§ **Try it**
Print exactly those lines that run from the beginning of the data to the line bearing "Where is the front", inclusive.

§ **Stored data**
▼

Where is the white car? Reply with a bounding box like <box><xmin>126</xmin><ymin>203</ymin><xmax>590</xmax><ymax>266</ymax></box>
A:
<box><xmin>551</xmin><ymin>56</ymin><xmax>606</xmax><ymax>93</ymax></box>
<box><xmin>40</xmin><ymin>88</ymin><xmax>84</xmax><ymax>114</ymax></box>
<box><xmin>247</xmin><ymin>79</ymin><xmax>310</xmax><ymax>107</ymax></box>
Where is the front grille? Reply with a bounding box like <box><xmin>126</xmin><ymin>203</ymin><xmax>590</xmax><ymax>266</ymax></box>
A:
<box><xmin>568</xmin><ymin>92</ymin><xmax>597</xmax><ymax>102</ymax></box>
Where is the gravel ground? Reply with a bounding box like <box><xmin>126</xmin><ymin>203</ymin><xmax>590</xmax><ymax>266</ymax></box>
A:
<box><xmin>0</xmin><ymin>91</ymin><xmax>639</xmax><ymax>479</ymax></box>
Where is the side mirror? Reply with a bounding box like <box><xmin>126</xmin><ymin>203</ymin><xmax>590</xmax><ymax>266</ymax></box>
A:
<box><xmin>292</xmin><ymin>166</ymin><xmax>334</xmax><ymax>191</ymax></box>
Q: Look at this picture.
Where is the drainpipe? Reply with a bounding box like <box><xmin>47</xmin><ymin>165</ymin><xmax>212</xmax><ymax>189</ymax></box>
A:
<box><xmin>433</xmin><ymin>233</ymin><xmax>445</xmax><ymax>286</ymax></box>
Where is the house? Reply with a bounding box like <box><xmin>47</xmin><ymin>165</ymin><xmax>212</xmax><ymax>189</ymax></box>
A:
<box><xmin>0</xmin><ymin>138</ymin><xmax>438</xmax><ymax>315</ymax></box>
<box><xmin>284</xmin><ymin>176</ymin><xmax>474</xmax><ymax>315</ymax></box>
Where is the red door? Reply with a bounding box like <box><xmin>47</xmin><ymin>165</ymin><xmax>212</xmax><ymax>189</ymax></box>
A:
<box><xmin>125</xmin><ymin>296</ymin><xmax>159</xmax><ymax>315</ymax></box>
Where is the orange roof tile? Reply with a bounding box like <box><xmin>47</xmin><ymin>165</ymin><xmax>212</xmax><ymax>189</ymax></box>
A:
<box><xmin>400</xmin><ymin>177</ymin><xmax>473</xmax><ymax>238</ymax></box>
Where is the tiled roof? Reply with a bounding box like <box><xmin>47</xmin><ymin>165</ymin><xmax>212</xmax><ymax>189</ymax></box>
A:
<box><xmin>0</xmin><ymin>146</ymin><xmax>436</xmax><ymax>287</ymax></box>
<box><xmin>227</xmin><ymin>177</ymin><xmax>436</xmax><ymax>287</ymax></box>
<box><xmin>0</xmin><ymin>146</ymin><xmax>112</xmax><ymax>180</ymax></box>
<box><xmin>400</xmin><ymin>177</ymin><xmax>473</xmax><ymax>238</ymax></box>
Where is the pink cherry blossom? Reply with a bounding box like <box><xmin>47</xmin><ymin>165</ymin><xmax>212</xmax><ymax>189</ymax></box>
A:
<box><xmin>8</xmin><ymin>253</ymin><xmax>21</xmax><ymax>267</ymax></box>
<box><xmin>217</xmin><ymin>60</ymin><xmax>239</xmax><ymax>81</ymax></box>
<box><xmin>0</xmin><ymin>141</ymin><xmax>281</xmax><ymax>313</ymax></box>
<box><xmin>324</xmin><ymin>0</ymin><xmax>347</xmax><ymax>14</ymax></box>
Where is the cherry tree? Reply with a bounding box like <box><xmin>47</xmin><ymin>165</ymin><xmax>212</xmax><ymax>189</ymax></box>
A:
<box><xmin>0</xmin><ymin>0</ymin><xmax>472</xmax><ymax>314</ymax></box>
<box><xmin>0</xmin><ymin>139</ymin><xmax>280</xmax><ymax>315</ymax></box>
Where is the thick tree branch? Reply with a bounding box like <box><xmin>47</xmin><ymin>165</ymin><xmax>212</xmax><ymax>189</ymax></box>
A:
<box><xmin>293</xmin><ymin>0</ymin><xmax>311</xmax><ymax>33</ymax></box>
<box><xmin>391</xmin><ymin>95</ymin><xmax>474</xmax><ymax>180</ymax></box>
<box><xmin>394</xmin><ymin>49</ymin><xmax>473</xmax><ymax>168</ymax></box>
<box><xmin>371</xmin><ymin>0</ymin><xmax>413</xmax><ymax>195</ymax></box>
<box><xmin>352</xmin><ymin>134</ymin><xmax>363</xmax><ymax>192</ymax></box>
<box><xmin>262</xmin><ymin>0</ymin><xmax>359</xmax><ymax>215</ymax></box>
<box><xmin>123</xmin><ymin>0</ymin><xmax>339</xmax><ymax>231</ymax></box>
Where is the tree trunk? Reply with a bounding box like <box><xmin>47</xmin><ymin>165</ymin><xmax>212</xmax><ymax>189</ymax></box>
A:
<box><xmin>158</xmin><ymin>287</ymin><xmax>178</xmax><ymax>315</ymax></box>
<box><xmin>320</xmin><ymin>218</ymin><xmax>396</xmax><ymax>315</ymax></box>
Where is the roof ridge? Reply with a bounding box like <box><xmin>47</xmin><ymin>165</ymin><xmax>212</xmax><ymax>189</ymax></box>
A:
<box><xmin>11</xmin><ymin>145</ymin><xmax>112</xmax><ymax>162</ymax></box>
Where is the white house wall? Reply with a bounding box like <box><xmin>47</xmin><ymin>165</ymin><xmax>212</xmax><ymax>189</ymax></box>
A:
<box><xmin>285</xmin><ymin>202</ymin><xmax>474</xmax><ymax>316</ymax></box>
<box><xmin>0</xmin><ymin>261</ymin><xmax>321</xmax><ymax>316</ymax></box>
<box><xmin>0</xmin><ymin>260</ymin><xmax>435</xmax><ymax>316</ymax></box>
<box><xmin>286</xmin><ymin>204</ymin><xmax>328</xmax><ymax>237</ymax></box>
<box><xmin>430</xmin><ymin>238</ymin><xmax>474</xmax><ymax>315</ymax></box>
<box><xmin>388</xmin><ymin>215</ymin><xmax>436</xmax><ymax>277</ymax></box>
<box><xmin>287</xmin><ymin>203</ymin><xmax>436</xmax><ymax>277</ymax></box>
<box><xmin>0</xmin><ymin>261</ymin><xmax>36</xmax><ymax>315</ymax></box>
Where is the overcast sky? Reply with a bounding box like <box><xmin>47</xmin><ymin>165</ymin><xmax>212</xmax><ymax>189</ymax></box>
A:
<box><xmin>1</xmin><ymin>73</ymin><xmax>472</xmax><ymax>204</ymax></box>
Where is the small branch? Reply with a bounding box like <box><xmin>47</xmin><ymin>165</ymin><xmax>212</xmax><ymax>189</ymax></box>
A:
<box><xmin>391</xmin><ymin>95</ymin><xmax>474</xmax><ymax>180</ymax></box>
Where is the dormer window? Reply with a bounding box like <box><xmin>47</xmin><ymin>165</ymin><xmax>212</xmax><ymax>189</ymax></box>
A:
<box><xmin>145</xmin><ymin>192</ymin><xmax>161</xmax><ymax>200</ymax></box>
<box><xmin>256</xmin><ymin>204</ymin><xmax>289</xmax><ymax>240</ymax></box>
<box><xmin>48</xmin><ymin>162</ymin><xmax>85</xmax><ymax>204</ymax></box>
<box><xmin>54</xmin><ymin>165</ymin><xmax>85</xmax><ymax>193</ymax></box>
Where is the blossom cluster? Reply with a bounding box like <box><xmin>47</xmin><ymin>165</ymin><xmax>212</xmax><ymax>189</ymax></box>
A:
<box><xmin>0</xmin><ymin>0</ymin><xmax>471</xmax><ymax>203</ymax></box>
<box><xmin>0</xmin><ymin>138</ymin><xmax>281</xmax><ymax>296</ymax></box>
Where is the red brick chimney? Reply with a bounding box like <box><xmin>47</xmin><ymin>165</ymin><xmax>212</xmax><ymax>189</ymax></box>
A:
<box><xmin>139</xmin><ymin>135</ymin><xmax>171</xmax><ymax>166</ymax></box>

▲

§ **Your response**
Where is the white car? Reply with a bounding box like <box><xmin>126</xmin><ymin>203</ymin><xmax>590</xmax><ymax>266</ymax></box>
A:
<box><xmin>551</xmin><ymin>56</ymin><xmax>606</xmax><ymax>93</ymax></box>
<box><xmin>40</xmin><ymin>88</ymin><xmax>84</xmax><ymax>114</ymax></box>
<box><xmin>247</xmin><ymin>79</ymin><xmax>310</xmax><ymax>107</ymax></box>
Where is the front grille? Reply with a bounding box like <box><xmin>126</xmin><ymin>203</ymin><xmax>590</xmax><ymax>266</ymax></box>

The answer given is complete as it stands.